=== Section Start ===

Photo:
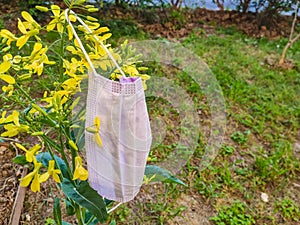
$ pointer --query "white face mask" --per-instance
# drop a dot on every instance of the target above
(116, 169)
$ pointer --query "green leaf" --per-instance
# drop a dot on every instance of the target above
(69, 207)
(57, 212)
(161, 175)
(20, 159)
(87, 197)
(45, 157)
(88, 217)
(113, 222)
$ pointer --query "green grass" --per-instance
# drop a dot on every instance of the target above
(263, 111)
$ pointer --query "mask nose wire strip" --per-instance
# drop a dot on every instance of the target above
(67, 11)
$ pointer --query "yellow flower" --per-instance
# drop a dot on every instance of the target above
(32, 177)
(9, 89)
(42, 8)
(80, 172)
(72, 85)
(2, 119)
(71, 68)
(58, 19)
(51, 172)
(95, 129)
(10, 37)
(37, 59)
(28, 28)
(73, 145)
(14, 117)
(4, 67)
(12, 129)
(57, 99)
(30, 154)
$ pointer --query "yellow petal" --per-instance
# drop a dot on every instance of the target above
(73, 145)
(7, 78)
(42, 8)
(55, 9)
(51, 25)
(35, 184)
(22, 27)
(91, 130)
(4, 66)
(83, 173)
(56, 177)
(97, 122)
(106, 36)
(98, 140)
(25, 181)
(12, 131)
(90, 18)
(27, 17)
(22, 41)
(101, 30)
(60, 27)
(44, 177)
(21, 147)
(70, 32)
(93, 10)
(72, 18)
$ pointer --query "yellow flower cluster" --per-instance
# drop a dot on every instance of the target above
(35, 178)
(33, 61)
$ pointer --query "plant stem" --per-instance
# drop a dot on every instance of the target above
(78, 215)
(61, 62)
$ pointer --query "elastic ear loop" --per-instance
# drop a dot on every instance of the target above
(96, 38)
(89, 60)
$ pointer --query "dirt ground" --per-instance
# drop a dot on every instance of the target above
(38, 207)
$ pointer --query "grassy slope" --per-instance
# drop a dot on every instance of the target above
(258, 154)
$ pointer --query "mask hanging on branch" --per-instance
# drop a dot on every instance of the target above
(118, 135)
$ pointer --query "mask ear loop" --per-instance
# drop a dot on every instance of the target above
(67, 12)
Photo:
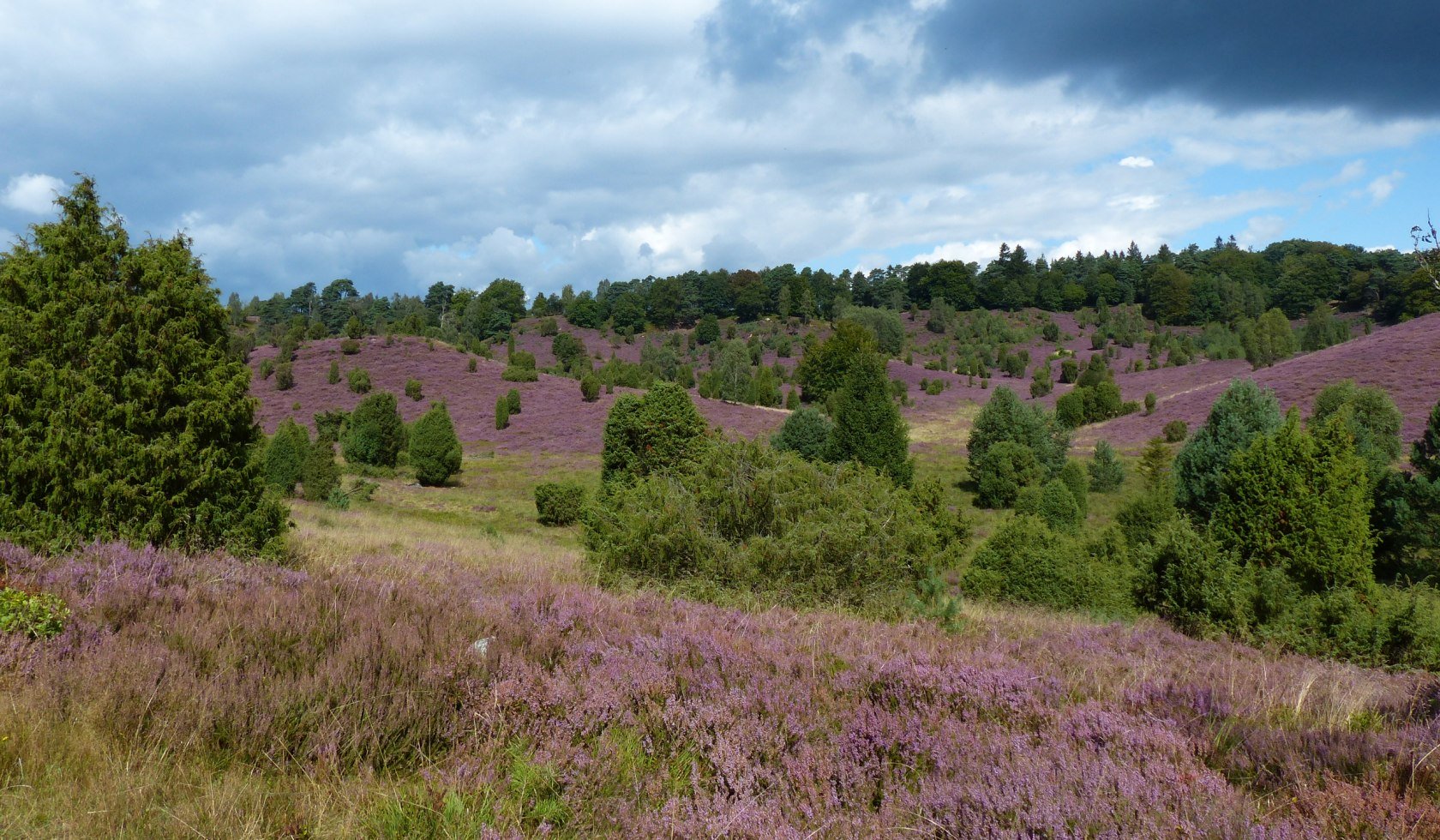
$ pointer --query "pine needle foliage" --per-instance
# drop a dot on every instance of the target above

=== Section End ===

Would you copy out every line of the data above exactly, minus the pictures?

Photo:
$ pointer --query "white face mask" --per-instance
# drop a dot on every instance of the target above
(116, 169)
$ pointer --query "green leaf" --per-instance
# drop a dot on every instance of the target above
(69, 207)
(57, 212)
(161, 175)
(20, 159)
(87, 197)
(45, 157)
(88, 217)
(113, 222)
$ pointer --query "green grass" --per-instance
# drop a dot on every instance of the target above
(263, 111)
$ pointer --query "mask nose wire strip" --per-instance
# drop a dot on every instance of the target above
(67, 11)
$ pointer --query "yellow flower" --per-instance
# drop a dot on every instance of the target above
(32, 177)
(9, 89)
(42, 8)
(80, 172)
(72, 85)
(2, 119)
(71, 68)
(58, 19)
(51, 172)
(95, 129)
(10, 37)
(37, 59)
(28, 28)
(73, 145)
(14, 117)
(4, 67)
(12, 129)
(57, 99)
(30, 154)
$ pointer --query "yellow petal" --per-instance
# drop a dot on every instance of the target above
(73, 145)
(7, 78)
(42, 8)
(55, 9)
(51, 25)
(35, 184)
(22, 27)
(91, 130)
(4, 66)
(83, 173)
(56, 177)
(97, 122)
(106, 36)
(98, 140)
(25, 181)
(12, 131)
(90, 18)
(27, 17)
(22, 41)
(101, 30)
(60, 27)
(44, 177)
(21, 147)
(70, 32)
(93, 10)
(72, 18)
$ pointer --query "yellow flower cluster" --per-instance
# drop a dot on every instance of the target above
(35, 178)
(33, 61)
$ pointer --query "plant stem" --per-instance
# drop a dot on every instance of the target above
(78, 215)
(61, 62)
$ pointer --query "elastic ear loop" --per-instance
# drop a dot on every instance of the target above
(96, 38)
(89, 60)
$ pointer --query "dirt ground" --per-instance
# drop a dot on every instance of the target above
(38, 207)
$ pointer --query "grassy slope" --per-instance
# drop a dot on every instance of the target above
(258, 154)
$ pointer --query "mask hanging on branch" --per-instance
# drop a dot on every instance of the target above
(118, 135)
$ pointer --query "mask ear loop" --per-instance
# drop a dot on every instance of the target above
(67, 12)
Photo:
$ pointer --query "pine needle foliage" --per-instance
# drop a dot on every instance of the target above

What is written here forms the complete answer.